◆ Instruction ◆
Report each line below that contains the string "white", treating uppercase and lowercase letters as different.

◆ Supplied data ◆

----

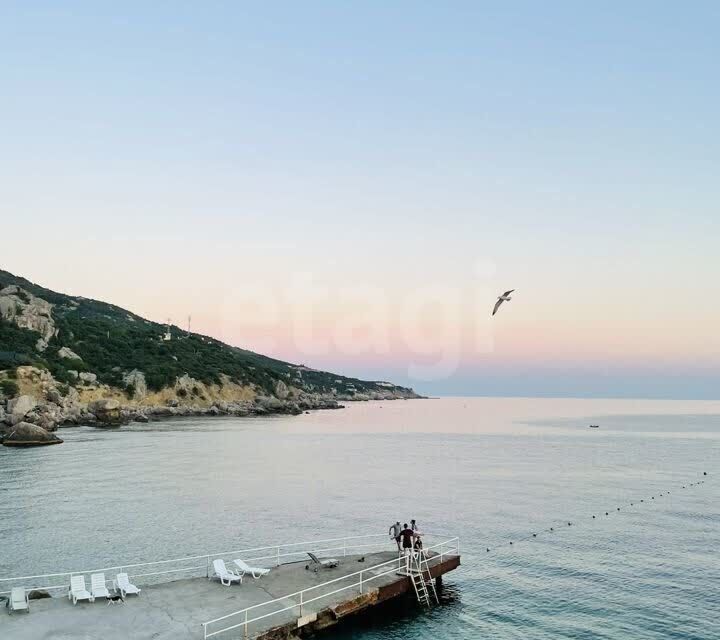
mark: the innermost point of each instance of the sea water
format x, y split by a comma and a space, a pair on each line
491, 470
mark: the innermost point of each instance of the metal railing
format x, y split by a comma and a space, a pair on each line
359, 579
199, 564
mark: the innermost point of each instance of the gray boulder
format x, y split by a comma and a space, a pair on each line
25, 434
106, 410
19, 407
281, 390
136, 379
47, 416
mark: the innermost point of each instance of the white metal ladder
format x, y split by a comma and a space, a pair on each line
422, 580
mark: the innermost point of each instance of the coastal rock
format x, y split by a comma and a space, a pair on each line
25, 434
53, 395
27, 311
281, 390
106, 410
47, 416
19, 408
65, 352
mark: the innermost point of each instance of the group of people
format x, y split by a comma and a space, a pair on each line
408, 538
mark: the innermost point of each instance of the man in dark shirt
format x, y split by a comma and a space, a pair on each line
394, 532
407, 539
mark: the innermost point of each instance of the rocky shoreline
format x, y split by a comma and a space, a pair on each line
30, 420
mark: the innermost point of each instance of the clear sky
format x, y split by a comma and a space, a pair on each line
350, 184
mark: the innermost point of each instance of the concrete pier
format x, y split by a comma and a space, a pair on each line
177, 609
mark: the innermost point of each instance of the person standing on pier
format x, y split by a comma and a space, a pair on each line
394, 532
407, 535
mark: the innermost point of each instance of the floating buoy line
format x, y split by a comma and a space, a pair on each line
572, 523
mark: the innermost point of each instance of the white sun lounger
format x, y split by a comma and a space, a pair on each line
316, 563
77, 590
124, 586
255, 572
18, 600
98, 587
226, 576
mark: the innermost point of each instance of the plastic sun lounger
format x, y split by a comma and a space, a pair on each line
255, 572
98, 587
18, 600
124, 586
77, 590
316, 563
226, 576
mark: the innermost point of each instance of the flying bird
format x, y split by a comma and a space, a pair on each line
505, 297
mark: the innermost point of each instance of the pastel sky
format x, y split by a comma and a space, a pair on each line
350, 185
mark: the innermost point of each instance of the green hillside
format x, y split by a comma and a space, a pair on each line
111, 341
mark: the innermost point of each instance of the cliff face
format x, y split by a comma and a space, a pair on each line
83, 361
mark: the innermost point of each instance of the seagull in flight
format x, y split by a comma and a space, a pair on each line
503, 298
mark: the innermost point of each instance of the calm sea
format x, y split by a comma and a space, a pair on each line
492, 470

----

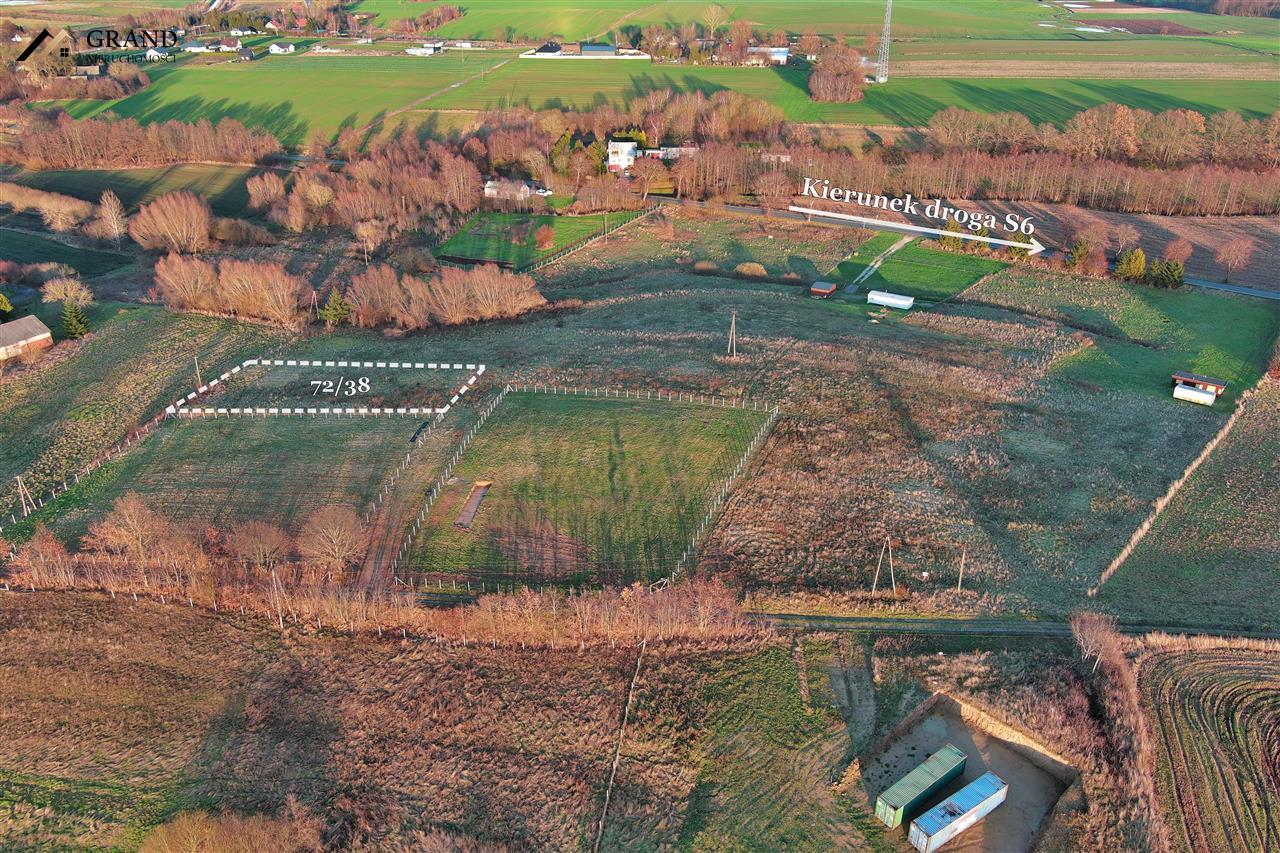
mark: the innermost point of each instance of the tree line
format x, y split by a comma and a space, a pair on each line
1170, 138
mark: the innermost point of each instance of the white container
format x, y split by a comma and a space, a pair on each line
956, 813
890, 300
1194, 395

----

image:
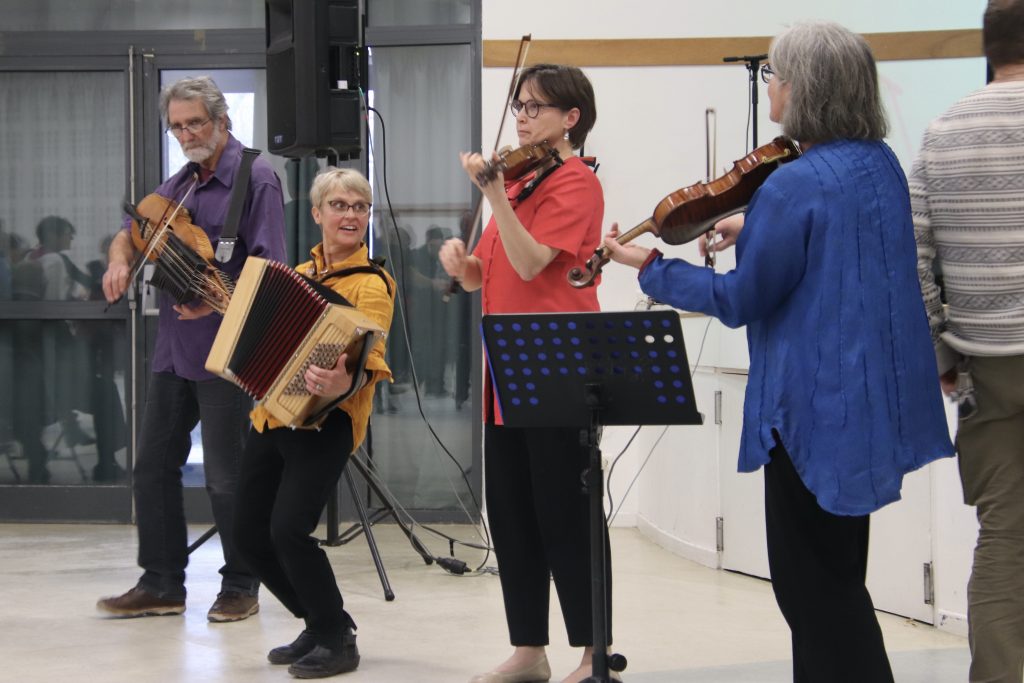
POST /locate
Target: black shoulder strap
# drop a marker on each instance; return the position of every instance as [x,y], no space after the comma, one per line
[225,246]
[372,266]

----

◆ Solved exercise ◆
mark: the innermost point of each instance of the white metal ladder
mark: the innermost point of each instance of the white sun lounger
mark: the innermost point of each instance of the white container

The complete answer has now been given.